** Start Source text **

Installing and Configuring Trains Agent

Install Trains Agent and then configure it, unless you use the demo Trains Server (https://demoapp.trains.allegro.ai/dashboard, and do not want to configure any of the Trains Agent options (e.g., Git, package manager, worker, or Docker settings). If you do not use the demo server, the Trains Agent configuration includes Trains Server web, API, and file store host URLs and Trains credentials, as well as Git credentials.

We provide a Trains Agent configuration wizard. If you previously configured a self-hosted Trains Server, then a configuration file already exists; add Trains Agent settings to it.

Once installed, Trains Agent uses a cache folder to cache pip packages, apt packages and cloned repositories. The default cache folder in Linux is ~/.trains.

Installing Trains Agent

To install Trains Agent:

Execute the following command:

pip install trains-agent

Configuring Trains Agent

Initializing a new Trains configuration file

To initialize a new Trains configuration file:

  1. Open a terminal session in Linux or a command prompt session in Microsoft Windows.
  2. In your terminal session, run the setup wizard.

    trains-agent init
    

    If the setup wizard's response indicates you already have a configuration file, you must add Trains Agent settings to it. The wizard does not edit or overwrite existing configuration files.

    The setup wizard prompts for your Trains credentials.

    TRAINS-AGENT setup process
    
    Please create new trains credentials through the profile page in your trains web app (e.g. https://demoapp.trains.allegro.ai/profile)
    In the profile page, press "Create new credentials", then press "Copy to clipboard".
    
    Paste copied configuration here:
    
  3. At the command prompt Paste copied configuration here:, copy and paste the Trains credentials you create as follows:

    1. Open the Trains Web-App (UI) in your browser.

    2. Click the PROFILE page.

    3. Click Create new credentials.

    4. Click Copy to clipboard.

    5. In your terminal session, paste your credentials and press Enter. The setup wizard confirms the credentials.

** End Source text **

→ **Work instructions**
1. Edit the Trains Agent setup guide by writing it out again. Begin at the words "In the profile", stop after "the PROFILE page.", and put "web browser" in place of "browser".
2. Proceed with the Trains Agent setup guide, starting right after its last sentence.

** Start Dataset entries **

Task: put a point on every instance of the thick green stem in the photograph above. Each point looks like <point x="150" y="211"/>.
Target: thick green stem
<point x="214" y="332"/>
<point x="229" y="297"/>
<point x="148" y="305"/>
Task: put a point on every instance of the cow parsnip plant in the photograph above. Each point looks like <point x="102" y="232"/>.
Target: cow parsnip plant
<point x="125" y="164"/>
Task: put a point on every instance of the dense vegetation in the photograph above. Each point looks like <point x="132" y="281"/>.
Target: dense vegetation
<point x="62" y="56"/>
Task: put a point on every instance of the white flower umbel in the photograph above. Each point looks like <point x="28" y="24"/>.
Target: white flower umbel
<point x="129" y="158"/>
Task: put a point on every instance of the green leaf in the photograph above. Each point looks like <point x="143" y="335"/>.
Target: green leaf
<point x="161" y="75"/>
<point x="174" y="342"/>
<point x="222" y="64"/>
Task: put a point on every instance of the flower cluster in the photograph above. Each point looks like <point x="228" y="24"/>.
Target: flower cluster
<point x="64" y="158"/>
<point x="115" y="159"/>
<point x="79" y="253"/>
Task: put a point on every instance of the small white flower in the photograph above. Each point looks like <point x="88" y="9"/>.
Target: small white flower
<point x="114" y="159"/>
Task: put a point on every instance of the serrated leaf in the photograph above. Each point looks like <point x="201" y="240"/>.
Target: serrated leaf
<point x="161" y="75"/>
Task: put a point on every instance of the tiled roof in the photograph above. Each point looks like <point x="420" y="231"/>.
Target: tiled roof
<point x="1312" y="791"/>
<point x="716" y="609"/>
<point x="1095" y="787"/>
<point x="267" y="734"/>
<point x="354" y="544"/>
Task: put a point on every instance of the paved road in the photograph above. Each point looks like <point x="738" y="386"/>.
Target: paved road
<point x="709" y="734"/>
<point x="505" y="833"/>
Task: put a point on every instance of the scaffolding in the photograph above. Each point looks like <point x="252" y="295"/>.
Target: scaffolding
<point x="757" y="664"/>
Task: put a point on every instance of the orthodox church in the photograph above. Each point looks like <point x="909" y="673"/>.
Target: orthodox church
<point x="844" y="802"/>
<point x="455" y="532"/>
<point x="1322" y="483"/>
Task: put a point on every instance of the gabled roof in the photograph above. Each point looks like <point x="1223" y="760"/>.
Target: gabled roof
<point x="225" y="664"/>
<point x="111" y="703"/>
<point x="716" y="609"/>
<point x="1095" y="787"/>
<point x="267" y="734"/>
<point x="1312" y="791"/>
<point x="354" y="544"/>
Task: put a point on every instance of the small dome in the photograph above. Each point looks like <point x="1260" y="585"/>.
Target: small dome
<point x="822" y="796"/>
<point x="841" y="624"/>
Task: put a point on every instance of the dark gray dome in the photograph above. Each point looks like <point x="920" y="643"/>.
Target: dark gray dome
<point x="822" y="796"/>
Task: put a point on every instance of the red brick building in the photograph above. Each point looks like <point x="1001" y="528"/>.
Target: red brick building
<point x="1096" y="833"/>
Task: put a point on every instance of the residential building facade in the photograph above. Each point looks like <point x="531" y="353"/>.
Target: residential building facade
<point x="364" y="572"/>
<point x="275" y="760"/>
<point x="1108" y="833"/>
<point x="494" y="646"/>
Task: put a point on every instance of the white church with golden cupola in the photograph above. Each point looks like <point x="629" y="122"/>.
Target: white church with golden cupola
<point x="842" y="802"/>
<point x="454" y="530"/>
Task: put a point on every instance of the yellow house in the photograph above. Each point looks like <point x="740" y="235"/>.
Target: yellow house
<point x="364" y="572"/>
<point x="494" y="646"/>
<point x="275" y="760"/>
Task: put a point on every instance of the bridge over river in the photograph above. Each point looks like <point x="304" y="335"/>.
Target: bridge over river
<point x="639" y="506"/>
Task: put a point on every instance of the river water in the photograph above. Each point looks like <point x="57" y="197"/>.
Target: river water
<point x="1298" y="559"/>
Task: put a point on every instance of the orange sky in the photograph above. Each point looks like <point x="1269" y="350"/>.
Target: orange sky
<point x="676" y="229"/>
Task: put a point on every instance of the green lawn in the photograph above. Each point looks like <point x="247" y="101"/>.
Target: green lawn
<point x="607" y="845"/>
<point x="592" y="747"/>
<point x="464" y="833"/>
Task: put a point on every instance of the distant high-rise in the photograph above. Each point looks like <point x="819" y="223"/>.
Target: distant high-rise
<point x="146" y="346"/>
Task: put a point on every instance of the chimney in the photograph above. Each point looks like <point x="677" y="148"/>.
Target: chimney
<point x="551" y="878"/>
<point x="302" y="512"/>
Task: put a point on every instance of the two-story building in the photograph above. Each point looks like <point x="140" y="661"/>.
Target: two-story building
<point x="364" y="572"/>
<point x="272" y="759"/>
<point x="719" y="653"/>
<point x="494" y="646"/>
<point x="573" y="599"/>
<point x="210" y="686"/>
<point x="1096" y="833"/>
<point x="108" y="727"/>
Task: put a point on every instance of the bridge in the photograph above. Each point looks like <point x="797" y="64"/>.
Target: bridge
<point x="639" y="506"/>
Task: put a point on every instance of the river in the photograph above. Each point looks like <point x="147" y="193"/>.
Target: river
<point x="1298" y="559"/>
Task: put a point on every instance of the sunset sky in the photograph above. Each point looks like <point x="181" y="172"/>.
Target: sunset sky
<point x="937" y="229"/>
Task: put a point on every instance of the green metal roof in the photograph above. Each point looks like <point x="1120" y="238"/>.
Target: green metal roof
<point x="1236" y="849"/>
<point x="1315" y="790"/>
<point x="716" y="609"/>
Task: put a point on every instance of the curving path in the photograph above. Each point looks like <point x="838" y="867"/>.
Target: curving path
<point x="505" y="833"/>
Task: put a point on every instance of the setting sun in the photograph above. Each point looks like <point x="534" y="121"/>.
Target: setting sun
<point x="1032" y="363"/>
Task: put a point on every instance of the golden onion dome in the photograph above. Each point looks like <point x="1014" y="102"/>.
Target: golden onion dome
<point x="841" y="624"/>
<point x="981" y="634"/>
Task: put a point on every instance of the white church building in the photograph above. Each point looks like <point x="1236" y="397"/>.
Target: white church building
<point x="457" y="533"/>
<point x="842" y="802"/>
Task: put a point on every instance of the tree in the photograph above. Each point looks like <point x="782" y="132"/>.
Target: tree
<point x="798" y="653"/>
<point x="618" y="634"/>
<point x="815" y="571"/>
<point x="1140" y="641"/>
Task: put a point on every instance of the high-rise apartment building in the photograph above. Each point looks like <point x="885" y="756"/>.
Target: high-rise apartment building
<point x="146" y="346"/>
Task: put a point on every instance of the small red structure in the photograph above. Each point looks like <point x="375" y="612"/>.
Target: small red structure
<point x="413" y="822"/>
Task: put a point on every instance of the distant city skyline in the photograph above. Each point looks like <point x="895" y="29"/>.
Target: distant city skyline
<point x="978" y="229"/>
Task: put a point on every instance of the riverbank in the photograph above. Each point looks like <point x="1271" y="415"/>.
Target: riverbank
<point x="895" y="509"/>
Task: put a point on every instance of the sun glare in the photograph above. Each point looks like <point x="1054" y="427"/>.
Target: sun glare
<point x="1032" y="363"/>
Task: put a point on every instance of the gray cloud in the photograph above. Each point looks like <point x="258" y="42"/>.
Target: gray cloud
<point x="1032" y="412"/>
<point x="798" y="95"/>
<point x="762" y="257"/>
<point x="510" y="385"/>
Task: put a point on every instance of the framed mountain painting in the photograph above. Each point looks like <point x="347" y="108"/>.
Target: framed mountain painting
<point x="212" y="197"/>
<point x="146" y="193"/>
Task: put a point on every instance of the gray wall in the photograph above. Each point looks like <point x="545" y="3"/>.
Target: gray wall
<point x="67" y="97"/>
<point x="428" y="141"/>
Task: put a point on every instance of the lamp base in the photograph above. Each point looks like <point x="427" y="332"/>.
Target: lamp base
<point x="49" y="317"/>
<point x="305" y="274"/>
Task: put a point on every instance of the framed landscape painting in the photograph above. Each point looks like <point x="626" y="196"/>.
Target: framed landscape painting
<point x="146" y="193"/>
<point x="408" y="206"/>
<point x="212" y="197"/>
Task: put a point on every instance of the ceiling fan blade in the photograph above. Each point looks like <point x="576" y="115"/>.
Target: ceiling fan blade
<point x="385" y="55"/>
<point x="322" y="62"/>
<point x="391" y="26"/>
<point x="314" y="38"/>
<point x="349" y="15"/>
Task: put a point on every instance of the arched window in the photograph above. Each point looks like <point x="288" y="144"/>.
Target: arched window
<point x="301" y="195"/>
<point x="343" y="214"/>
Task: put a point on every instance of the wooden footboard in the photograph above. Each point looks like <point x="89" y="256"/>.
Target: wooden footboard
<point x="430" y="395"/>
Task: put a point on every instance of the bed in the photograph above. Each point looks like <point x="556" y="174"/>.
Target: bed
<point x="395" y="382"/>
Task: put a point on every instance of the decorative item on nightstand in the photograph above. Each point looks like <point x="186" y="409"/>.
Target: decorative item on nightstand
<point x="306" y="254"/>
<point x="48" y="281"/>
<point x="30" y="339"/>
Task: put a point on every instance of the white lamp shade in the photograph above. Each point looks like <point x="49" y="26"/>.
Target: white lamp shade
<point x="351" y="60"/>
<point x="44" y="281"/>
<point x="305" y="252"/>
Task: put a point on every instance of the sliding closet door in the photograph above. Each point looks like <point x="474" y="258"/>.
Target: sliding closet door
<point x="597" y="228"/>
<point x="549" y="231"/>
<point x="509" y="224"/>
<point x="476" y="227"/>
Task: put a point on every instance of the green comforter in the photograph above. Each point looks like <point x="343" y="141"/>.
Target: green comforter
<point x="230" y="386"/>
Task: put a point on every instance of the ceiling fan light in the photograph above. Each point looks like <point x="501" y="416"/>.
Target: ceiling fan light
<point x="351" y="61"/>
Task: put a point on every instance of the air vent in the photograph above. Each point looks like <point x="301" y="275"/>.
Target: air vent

** End Dataset entries **

→ **Answers by task**
1.
In the profile page, press "Create new credentials", then press "Copy to clipboard".
    
    Paste copied configuration here:
    
  3. At the command prompt Paste copied configuration here:, copy and paste the Trains credentials you create as follows:

    1. Open the Trains Web-App (UI) in your web browser.

    2. Click the PROFILE page.

2.
      Detected credentials key="********************" secret="*******"
      
  4. Enter the Trains Server web server URL, or press Enter to accept the default which is detected from your credentials.

    You must use a secure protocol, https. Do not use http.

    WEB Host configured to: [https://demoapp.trains.allegro.ai]
    
  5. Enter the Trains Server API server URL, or press Enter to accept the default value which is based on your previous response:

    API Host configured to: [https://demoapi.trains.allegro.ai]
    
  6. Enter the Trains Server file server URL, or press Enter to accept the default value which is based on your previous response:

    File Store Host configured to: [https://demofiles.trains.allegro.ai]
    

    The wizard responds with your configuration and directs you to your Trains Server.

    TRAINS Hosts configuration:
    Web App: https://demoapp.trains.allegro.ai
    API: https://demoapi.trains.allegro.ai
    File Store: https://demofiles.trains.allegro.ai
    
    Verifying credentials ...
    Credentials verified!
    
  7. Enter your Git user name. Leave blank for SSH key authentication.

    Enter git username for repository cloning (leave blank for SSH key authentication): []
    
  8. Enter your Git password.

    Enter password for user '<username>':
    

    The setup wizard confirms your git credentials.

    Git repository cloning will be using user=<username> password=<password>
    
  9. Enter an additional artifact repository, or press Enter if not required.

    Enter additional artifact repository (extra-index-url) to use when installing python packages (leave blank if not required):
    

    The setup wizard completes.

    New configuration stored in /home/<username>/trains.conf
    TRAINS-AGENT setup completed successfully.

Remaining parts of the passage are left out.